Is It Possible to Measure Nationalism? Recent Theories of Pervasiveness and Intensity of Nationhood: A Critical Appraisal
Tchavdar Marinov (2020 - 2021)
The present research project seeks to explore the analytical potential but also the limits of the most recent theories of pervasiveness and intensity of national categories, identities, and ideologies. While, conceptually, the project focuses on the theories of ‘national indifference’ and of ‘weak nationalism’ and, geographically, on the Balkan area, its more general ambition is to contribute to the ongoing debates on temporality and social diffusion of nationalism in modern Europe. By crediting ‘national indifference’ an explanatory value, the proposed research tries to understand often obscured by national historians self-identifications and external categorizations of modern and contemporary societies since the late nineteenth century; it surveys practical choices and reasons of (non-)élite populations but it also tackles epistemological problems related to their study. By analyzing the opposition between ‘weak’ and ‘strong’ forms of nationalism, the present project also questions the methodological coherence of this and similar distinctions. Through a critical appraisal of theories, the project attempts to shed light on questions such as the temporal scales of the spread of nationalism, the social logics of loyalty and pragmatism, the relationship between identity and interest as well as the extent to which nationalism is not only qualifiable but also quantifiable.
Hieromonk Panteleimon, Prohegоumenos and Archimandritis of Hilandar Monastery: Style and Language Strategies of an “Excellent Preacher”
Margaret Dimitrova (2019 - 2020)
This project approaches the activities of a 19th-century monk qualified as an “excellent preacher” by a country fellow of him. In Ruse in 1809, Hieromonk Panteleimon, prohegoumenos of Hilandar Monastery, copied Priest Stoiko Vladislavov’s version of Slavonic-Bulgarian History by Paisii of Hilandar. He paraphrased many sentences and added new information, thus generating a new version of the History that became popular. The objectives of the research proposed are five: a) through collation of four manuscript copies of Paisii’s work, to characterize the Vorlage (antigraph) of Panteleimon, that is, the underlying text; b) to examine Panteleimon’s use of additional sources viewed as metatexts; c) to analyze his narrative techniques and choices seen as reflection of his mentality, knowledge and strives of a monk with many duties and various social contacts; d) to study the dissemination of Panteleimon’s version through manuscript copies and to discuss the changes made by later copyists and marginalia of readers showing their attitudes towards the text; e) to design two digital maps: one of Panteleimon’s travelling and another of the copies of his work demonstrating the links amongst them and places in which they were produced and used.

→ **QUESTIONS ON THE MATERIAL**:
A - According to the project descriptions, in what city and year did Hieromonk Panteleimon copy Priest Stoiko Vladislavov's version of the Slavonic-Bulgarian History?
B - Repeat the stretch of the project descriptions from "Is It Possible" through "(2020 - 2021)".
C - List every person named in the project descriptions.

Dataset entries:
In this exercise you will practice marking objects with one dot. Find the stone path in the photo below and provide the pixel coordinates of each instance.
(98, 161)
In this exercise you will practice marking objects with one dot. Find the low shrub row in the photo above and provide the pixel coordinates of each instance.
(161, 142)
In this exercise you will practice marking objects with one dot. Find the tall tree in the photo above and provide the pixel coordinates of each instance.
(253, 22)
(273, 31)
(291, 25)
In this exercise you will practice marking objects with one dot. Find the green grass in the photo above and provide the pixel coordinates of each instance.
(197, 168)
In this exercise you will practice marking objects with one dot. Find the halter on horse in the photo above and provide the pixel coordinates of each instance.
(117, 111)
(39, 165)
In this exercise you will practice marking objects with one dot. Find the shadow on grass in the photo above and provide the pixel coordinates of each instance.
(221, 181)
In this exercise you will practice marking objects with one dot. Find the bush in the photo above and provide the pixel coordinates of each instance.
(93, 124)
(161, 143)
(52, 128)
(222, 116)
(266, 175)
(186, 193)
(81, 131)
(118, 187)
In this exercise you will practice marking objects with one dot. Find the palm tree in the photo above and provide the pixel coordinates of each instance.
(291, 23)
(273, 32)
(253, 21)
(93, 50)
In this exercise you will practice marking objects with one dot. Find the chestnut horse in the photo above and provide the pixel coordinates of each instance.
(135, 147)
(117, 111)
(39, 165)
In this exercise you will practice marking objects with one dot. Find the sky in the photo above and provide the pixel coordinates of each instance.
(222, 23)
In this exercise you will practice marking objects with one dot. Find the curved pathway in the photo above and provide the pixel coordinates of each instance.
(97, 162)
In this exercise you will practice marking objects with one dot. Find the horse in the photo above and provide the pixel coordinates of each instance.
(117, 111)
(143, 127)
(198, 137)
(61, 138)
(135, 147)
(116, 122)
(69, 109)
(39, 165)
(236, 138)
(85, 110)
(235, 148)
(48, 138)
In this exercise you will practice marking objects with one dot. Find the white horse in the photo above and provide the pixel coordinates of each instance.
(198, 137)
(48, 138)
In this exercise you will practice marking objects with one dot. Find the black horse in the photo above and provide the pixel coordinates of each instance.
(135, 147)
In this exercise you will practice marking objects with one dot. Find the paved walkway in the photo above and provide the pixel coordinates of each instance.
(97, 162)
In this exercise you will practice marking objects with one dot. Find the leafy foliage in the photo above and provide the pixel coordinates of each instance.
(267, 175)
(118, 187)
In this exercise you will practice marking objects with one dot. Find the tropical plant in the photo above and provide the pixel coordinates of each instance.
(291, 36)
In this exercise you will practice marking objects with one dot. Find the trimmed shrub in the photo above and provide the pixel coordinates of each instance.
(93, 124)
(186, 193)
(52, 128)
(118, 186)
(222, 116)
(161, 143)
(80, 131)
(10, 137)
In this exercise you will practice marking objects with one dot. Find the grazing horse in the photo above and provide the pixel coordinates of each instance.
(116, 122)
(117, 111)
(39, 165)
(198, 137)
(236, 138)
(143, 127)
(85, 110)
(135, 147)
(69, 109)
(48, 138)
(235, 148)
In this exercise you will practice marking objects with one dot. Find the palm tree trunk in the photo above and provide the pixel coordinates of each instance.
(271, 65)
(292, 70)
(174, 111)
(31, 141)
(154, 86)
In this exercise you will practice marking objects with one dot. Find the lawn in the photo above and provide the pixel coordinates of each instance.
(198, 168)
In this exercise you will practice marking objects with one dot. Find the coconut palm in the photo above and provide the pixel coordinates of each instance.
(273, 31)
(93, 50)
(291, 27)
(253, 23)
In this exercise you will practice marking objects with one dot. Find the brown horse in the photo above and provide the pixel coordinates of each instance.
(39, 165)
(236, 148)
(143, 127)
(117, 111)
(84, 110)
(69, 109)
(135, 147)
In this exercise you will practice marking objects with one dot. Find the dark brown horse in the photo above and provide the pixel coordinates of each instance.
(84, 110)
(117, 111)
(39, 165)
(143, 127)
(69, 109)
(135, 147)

* * *

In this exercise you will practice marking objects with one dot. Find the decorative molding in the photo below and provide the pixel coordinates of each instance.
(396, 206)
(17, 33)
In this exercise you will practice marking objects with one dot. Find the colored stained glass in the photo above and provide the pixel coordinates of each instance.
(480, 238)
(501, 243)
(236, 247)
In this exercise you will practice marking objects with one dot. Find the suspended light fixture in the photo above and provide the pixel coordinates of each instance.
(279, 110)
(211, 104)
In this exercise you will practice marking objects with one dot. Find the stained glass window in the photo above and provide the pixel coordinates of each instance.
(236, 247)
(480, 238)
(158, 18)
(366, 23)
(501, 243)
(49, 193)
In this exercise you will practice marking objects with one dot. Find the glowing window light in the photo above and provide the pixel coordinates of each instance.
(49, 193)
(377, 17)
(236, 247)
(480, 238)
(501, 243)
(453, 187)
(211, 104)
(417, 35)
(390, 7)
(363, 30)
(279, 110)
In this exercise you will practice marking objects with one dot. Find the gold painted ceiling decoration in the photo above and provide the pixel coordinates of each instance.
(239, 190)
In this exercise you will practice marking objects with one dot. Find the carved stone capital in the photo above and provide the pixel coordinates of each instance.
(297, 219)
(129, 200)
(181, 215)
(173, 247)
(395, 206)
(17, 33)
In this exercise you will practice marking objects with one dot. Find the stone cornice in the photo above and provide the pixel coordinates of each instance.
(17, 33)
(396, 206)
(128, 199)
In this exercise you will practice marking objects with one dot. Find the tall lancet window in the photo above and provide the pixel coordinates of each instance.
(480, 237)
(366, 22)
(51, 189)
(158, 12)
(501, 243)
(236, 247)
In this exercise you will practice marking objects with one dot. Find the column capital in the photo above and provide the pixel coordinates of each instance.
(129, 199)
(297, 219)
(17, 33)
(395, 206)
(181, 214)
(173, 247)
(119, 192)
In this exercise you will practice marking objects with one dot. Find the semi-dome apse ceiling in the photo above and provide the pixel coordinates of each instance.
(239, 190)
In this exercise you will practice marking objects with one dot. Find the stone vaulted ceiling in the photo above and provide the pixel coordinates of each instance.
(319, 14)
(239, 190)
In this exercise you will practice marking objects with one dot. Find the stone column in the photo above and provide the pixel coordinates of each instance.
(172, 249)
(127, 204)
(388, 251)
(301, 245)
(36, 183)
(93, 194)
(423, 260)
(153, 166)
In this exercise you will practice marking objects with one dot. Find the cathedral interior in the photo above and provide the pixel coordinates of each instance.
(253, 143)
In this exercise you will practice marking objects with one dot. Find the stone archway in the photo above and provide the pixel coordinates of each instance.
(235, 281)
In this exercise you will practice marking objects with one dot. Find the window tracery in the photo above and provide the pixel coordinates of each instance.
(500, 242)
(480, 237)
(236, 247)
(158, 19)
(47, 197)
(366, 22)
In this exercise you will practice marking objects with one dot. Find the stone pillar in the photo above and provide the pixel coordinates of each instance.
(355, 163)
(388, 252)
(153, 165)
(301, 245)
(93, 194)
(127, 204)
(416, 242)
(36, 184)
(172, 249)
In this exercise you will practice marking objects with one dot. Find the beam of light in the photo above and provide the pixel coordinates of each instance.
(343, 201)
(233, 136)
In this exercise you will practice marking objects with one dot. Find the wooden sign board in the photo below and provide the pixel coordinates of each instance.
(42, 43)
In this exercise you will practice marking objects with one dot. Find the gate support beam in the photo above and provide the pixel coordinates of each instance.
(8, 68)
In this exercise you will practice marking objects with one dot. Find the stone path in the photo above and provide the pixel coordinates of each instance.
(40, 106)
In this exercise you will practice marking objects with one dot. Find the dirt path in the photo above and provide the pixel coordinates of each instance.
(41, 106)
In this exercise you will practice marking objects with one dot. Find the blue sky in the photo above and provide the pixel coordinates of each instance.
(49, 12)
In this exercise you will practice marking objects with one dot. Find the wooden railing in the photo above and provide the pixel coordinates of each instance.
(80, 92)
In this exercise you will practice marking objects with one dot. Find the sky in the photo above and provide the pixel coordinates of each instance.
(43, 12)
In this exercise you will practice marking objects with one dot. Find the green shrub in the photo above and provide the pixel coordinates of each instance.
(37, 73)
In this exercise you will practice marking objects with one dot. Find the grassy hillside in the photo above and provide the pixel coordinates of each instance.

==

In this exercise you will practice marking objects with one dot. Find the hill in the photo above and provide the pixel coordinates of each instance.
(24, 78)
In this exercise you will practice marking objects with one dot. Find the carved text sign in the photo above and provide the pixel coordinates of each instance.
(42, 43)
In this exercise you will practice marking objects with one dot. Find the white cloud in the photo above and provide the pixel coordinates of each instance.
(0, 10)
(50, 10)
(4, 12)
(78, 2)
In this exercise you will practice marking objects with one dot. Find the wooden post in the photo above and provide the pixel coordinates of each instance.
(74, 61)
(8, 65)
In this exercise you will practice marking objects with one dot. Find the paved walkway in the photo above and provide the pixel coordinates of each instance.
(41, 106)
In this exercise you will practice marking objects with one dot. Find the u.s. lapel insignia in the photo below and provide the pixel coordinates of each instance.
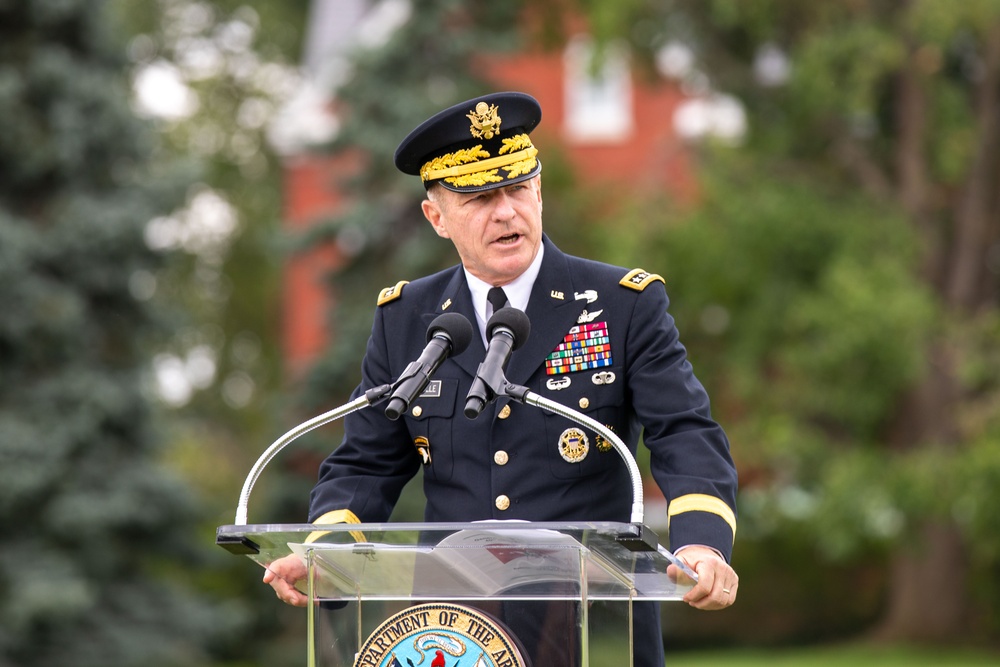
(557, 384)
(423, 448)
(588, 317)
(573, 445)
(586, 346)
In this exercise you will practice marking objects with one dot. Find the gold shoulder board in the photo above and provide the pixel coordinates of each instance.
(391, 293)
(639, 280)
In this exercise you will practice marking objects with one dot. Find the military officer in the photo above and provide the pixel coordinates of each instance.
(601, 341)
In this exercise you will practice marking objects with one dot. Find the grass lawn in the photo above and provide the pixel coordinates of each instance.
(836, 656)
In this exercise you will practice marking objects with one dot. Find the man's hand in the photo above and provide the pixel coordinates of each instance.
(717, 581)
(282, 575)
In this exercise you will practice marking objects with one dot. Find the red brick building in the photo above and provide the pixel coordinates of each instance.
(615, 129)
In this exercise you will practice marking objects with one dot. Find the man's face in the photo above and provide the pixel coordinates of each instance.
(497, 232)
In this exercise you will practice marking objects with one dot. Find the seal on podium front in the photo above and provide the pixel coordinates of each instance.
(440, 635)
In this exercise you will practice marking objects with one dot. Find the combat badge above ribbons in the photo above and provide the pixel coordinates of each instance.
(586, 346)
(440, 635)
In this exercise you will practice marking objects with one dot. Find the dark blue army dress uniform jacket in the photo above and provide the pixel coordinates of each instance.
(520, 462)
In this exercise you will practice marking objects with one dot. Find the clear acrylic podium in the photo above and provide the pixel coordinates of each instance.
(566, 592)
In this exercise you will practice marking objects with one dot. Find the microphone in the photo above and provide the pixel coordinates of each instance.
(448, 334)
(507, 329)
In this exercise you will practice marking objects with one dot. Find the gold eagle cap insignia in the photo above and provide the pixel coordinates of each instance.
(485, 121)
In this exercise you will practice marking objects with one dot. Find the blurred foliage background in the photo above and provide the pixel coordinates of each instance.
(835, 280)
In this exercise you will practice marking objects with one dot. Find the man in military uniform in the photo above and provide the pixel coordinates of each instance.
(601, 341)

→ **ANSWERS IN ORDER**:
A - He copied it in Ruse in 1809.

B -
Is It Possible to Measure Nationalism? Recent Theories of Pervasiveness and Intensity of Nationhood: A Critical Appraisal
Tchavdar Marinov (2020 - 2021)

C -
- Tchavdar Marinov
- Margaret Dimitrova
- Hieromonk Panteleimon
- Priest Stoiko Vladislavov
- Paisii of Hilandar